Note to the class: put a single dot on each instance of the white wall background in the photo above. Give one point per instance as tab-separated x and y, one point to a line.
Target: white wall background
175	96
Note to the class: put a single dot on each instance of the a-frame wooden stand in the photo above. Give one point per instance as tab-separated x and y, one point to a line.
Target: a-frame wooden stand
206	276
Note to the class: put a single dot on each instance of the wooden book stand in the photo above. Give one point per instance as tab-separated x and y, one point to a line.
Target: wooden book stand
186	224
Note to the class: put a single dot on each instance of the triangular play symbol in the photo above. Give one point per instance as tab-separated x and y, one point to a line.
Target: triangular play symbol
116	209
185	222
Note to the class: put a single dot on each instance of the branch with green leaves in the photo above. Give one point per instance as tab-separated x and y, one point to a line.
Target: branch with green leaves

* _YOUR GOAL_: Every line with the word "green" in it should be copied from the listing above.

* _ANSWER AREA_:
Note to the class: put a single dot on each instance of the branch with green leaves in the photo above. Give one point per instance as tab-separated x and y, one point to a line.
Target: branch with green leaves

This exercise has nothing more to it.